» **EXTRAIT**:
|---|

Sur le plan culturel, le Congo est alité

Marien Fauney Ngombé est fondateur de So’Art Brand, la société qui gère les différentes rencontres culturelles qui mettent à l’honneur des artistes africains (So’Art live, So’Art Book, So’Art café …). Celui qui a fait sa carrière en tant Responsable administratif et financier dans différents cabinets d’avocats d’affaires parisiens appelle de tous ses vœux « les états généraux de la culture » au Congo-Brazzaville, son pays d’origine.

 

Oeildafrique: Bonjour Marien, présentez-vous à nos lecteurs et dites-nous d’où tenez-vous cette passion pour la culture

 

Marien Fauney NGOMBÉ: Je me prénomme Marien, je suis né au Congo et je réside actuellement en Ile-de-France. Je suis Responsable administratif et financier de profession et en marge de ma vie professionnelle je suis un passionné de Culture. Et depuis ma passion ne cesse de prendre de plus en plus de place dans ma vie. Ma passion pour la culture, je la tiens de ma famille. Je suis né dans un environnement où tout ou presque était observé à travers un prisme artistique. Mon père a été producteur de musique et éditeur également. Je pense que les gènes sont également responsables de cette inclination pour l’Art. Mes parents et ma fratrie sont tous de grands férus d’art, particulièrement de musique.

|---|

» **VOS TÂCHES**:
**A)** Dans l'entretien, d'où Marien Fauney Ngombé dit-il tenir sa passion pour la culture, et qu'est-ce qui l'explique selon lui ? Répondez en une à trois phrases.
**B)** Recopiez tout le passage de l'entretien, de « Marien Fauney Ngombé est » jusqu'à « son pays d’origine. ».
Les enregistrements n'ont aucun rapport avec l'entretien.

|---|

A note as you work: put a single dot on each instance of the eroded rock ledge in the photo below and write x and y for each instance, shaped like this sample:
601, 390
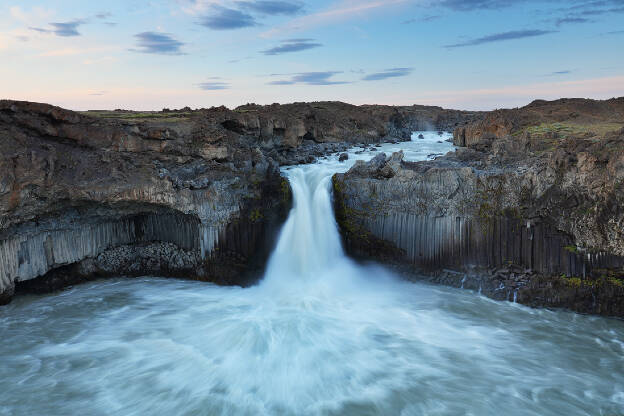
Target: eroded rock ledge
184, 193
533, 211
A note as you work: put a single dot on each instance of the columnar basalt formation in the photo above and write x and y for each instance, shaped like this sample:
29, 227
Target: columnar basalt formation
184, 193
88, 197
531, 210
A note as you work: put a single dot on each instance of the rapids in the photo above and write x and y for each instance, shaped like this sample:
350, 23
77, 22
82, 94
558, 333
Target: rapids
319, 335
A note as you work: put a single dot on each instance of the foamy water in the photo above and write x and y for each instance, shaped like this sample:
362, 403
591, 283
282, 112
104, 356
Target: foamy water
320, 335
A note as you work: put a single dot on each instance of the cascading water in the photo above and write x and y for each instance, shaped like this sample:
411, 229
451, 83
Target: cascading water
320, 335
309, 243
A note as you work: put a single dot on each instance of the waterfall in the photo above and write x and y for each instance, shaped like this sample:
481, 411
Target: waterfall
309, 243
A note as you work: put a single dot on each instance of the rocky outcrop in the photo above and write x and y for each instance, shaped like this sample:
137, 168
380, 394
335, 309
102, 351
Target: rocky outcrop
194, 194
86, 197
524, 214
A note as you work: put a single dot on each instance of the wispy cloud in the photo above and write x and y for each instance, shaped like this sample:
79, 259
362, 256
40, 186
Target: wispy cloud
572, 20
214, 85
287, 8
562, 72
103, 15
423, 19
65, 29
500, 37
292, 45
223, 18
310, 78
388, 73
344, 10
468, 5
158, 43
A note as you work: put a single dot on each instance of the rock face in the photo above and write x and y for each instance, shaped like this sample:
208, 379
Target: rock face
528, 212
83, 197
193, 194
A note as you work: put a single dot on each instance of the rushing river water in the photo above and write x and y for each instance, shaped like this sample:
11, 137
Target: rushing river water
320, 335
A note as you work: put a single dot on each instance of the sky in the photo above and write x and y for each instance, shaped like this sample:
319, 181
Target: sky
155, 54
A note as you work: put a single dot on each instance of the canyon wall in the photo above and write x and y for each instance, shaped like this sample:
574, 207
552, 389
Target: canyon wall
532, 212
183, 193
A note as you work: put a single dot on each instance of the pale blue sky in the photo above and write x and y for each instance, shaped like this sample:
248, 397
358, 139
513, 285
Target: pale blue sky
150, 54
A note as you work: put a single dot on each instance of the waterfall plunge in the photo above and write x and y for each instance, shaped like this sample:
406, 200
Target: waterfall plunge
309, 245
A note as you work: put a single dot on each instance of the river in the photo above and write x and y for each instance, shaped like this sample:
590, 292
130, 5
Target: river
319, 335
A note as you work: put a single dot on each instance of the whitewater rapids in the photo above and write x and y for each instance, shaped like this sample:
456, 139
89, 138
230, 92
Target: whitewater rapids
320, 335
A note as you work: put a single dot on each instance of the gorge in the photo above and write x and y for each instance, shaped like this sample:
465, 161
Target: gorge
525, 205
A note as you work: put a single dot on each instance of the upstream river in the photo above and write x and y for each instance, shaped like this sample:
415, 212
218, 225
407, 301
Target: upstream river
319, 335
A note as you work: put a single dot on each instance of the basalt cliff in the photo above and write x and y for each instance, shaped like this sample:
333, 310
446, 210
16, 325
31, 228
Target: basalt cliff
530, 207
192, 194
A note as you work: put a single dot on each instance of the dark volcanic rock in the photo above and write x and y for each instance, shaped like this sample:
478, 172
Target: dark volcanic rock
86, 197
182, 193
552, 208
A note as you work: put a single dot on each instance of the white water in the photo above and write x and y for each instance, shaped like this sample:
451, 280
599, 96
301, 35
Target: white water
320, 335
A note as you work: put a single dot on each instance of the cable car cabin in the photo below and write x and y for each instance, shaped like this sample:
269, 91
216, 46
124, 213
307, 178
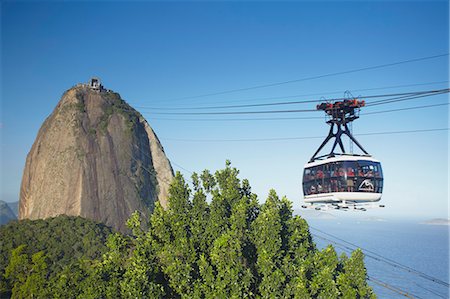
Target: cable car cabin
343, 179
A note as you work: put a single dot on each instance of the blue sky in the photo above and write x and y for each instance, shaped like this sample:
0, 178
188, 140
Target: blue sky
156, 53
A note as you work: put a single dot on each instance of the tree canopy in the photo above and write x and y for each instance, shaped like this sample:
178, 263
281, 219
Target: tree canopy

|---|

» **RÉPONSES PAR TÂCHE**:
**A)** Il dit tenir sa passion pour la culture de sa famille. Il est né dans un environnement où presque tout était observé à travers un prisme artistique : son père a été producteur de musique et éditeur. Ses parents et sa fratrie sont aussi de grands férus d'art, surtout de musique.

**B)**
Marien Fauney Ngombé est fondateur de So’Art Brand, la société qui gère les différentes rencontres culturelles qui mettent à l’honneur des artistes africains (So’Art live, So’Art Book, So’Art café …). Celui qui a fait sa carrière en tant Responsable administratif et financier dans différents cabinets d’avocats d’affaires parisiens appelle de tous ses vœux « les états généraux de la culture » au Congo-Brazzaville, son pays d’origine.